(Ejemplos de etiquetado de puntos)

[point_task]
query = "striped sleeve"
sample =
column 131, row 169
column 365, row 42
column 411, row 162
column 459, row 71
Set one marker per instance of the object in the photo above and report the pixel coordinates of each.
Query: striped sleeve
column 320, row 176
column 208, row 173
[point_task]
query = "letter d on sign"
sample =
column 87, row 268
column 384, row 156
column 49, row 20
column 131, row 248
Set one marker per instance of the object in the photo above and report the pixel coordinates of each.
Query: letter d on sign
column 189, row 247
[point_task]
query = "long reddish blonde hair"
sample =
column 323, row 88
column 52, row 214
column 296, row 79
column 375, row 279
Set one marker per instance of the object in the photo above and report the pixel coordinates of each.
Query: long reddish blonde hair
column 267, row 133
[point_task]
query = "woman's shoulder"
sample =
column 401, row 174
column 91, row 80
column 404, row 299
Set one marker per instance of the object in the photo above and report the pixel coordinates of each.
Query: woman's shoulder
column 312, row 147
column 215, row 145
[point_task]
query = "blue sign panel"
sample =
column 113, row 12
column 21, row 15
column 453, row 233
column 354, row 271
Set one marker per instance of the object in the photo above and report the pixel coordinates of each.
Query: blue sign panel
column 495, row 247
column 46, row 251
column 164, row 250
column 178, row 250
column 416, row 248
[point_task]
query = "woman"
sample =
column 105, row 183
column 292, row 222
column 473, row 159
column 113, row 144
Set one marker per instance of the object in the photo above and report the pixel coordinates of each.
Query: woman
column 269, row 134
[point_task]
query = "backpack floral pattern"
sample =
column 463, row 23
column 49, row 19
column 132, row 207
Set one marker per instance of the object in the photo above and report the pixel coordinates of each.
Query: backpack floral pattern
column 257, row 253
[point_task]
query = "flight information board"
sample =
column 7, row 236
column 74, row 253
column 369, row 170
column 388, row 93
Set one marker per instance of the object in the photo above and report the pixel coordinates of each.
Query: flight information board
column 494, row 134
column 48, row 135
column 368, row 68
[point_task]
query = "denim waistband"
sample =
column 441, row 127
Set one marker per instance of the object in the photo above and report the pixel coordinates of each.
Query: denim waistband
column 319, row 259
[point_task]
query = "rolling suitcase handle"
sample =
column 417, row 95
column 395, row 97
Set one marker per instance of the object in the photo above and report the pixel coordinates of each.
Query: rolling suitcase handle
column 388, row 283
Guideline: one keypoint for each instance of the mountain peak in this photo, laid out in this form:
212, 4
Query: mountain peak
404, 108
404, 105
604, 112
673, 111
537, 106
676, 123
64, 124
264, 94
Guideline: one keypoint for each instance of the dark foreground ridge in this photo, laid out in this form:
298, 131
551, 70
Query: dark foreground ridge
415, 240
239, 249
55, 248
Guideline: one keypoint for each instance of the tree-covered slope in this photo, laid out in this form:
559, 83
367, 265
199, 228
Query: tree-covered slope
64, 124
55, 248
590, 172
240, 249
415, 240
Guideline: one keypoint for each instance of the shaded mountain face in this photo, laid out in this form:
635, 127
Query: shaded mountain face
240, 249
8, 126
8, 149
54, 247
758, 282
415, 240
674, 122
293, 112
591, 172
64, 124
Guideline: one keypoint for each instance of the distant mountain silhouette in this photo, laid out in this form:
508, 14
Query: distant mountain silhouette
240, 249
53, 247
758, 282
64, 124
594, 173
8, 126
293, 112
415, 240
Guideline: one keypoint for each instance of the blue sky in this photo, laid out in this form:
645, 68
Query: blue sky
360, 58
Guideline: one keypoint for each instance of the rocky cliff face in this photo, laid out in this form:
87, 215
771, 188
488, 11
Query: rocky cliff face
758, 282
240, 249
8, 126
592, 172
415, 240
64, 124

**Lo que hará**
Exprese como una lista JSON de cadenas todo lo que va desde el comienzo de los registros hasta la línea que contiene "column 208, row 173", con ambos extremos incluidos. Use una cadena por cada línea y omita las líneas en blanco.

**Tarea completada**
[
  "[point_task]",
  "query = \"striped sleeve\"",
  "sample =",
  "column 131, row 169",
  "column 365, row 42",
  "column 411, row 162",
  "column 459, row 71",
  "Set one marker per instance of the object in the photo above and report the pixel coordinates of each.",
  "Query: striped sleeve",
  "column 320, row 176",
  "column 208, row 173"
]